• [Work to do]: Present every line of the records below as an item in a numbered list, leaving out any blank lines.

• [Dataset]:
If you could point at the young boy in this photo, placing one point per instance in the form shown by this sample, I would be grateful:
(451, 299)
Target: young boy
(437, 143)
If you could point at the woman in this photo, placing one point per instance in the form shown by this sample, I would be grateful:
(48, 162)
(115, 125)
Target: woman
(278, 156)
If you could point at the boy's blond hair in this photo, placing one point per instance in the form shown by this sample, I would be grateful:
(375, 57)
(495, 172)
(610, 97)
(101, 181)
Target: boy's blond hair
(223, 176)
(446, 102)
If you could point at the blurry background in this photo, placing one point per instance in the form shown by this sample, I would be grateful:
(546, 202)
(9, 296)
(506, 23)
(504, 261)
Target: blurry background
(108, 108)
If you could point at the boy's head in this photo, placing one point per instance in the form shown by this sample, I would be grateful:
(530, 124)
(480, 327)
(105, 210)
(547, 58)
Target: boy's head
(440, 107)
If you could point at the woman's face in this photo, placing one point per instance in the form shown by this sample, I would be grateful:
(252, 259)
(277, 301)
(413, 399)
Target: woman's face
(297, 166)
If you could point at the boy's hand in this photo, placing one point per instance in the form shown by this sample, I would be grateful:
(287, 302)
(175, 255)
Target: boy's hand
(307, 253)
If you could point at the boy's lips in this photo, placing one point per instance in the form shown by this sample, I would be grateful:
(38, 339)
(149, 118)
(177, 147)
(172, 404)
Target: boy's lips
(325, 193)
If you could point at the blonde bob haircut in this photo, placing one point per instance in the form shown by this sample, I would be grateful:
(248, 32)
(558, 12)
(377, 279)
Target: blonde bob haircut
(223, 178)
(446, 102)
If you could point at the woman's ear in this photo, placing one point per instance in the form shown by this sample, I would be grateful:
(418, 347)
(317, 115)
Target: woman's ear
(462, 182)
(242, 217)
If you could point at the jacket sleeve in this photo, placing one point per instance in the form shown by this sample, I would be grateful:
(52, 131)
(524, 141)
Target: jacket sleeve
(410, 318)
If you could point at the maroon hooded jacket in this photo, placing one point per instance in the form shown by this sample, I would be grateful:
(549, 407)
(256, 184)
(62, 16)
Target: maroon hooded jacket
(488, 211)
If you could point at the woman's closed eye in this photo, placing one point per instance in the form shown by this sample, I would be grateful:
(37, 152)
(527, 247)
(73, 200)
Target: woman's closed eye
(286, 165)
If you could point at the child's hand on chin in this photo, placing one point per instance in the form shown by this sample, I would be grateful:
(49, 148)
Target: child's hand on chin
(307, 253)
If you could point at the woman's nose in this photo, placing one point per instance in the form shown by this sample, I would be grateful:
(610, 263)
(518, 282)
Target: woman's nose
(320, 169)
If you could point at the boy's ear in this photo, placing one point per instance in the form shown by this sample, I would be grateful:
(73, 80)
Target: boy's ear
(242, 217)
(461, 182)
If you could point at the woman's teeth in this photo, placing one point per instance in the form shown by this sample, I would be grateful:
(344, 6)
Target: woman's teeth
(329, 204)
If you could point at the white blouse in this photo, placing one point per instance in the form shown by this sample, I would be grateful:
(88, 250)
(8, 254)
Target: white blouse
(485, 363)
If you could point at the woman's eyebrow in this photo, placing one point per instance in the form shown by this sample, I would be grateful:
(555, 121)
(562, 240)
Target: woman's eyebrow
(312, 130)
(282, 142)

• [Output for this exercise]:
1. If you could point at the young boy in this photo, placing one point per instance in the form shown by this sample, I would be grateful:
2. (451, 299)
3. Target: young boy
4. (437, 143)
5. If you could point at the woman in this photo, placing one point per instance in the form shown by this sample, I would be grateful:
6. (48, 162)
7. (115, 125)
8. Target: woman
9. (278, 156)
10. If you could point at the boy's blond hair in this photo, placing one point per instance in the form shown by this sample, I would be grateful:
11. (375, 57)
12. (495, 172)
13. (610, 97)
14. (101, 181)
15. Target: boy's blond hair
16. (223, 176)
17. (446, 102)
18. If you could point at the blurry background in this photo, placing one point per instance in the form shown by this sample, I would be grateful:
19. (546, 202)
20. (9, 296)
21. (506, 23)
22. (504, 261)
23. Target: blurry background
24. (108, 108)
25. If you could point at the boy's head in this photo, placing one point per instance in the form shown by this sample, I would be grateful:
26. (530, 124)
27. (480, 327)
28. (105, 210)
29. (547, 58)
30. Target: boy's head
31. (440, 107)
32. If you could point at the woman's face in this photo, placing one point per instance in the form shown by this sample, I would be grateful:
33. (252, 259)
34. (277, 301)
35. (413, 399)
36. Target: woman's face
37. (297, 166)
38. If you could point at the boy's hand in this photo, placing one point per instance in the form shown by this sample, I would be grateful:
39. (287, 302)
40. (175, 255)
41. Target: boy's hand
42. (307, 253)
43. If you could point at the boy's lips in this photo, placing one point per instance in the form shown by this sample, I would be grateful:
44. (38, 339)
45. (149, 118)
46. (177, 147)
47. (172, 404)
48. Target: boy's lips
49. (325, 193)
50. If you could point at the blonde bob haircut in this photo, placing one point per instance in the form shown by this sample, I would be grateful:
51. (248, 32)
52. (558, 12)
53. (377, 279)
54. Target: blonde bob haircut
55. (223, 178)
56. (446, 102)
57. If you could point at the woman's ear in this photo, placing one point per instance in the form shown by this sample, I would be grateful:
58. (418, 347)
59. (317, 115)
60. Target: woman's ear
61. (462, 182)
62. (242, 217)
63. If you could point at the jacket sleeve in this photo, placing one point per instance in the form shown by this sample, I would be grateful:
64. (52, 131)
65. (524, 141)
66. Target: jacket sleeve
67. (410, 318)
68. If you could point at the maroon hooded jacket in this photo, placing one point per instance in the form shown by this sample, I would be grateful:
69. (549, 407)
70. (256, 184)
71. (62, 16)
72. Target: maroon hooded jacket
73. (488, 211)
74. If you could point at the woman's closed eye in this photo, placing one point per instance in the form shown by this sample, I would be grateful:
75. (37, 152)
76. (527, 247)
77. (73, 200)
78. Target: woman's closed eye
79. (286, 165)
80. If you could point at the child's hand on chin in this photo, placing one point per instance in the form shown by this sample, I would be grateful:
81. (49, 148)
82. Target: child's hand on chin
83. (307, 253)
84. If you could point at the woman's nose in this photo, placing one point per instance in the form shown by this sample, I would be grateful:
85. (610, 263)
86. (518, 282)
87. Target: woman's nose
88. (320, 169)
89. If you could point at the boy's ear in this photo, placing one point per instance in the form shown by this sample, I would be grateful:
90. (73, 80)
91. Target: boy's ear
92. (242, 217)
93. (461, 182)
94. If you could point at the woman's teeth in this photo, placing one point per instance in the form shown by this sample, I would be grateful:
95. (344, 6)
96. Target: woman's teeth
97. (329, 204)
98. If you could point at the white blouse in this photo, placing one point per instance in the form shown by this sample, I would be grateful:
99. (88, 250)
100. (8, 254)
101. Target: white blouse
102. (485, 363)
103. If you could point at the woman's eyebrow in this photo, placing one point per instance in the form shown by this sample, I would be grateful:
104. (555, 121)
105. (562, 240)
106. Target: woman's eyebrow
107. (312, 130)
108. (282, 142)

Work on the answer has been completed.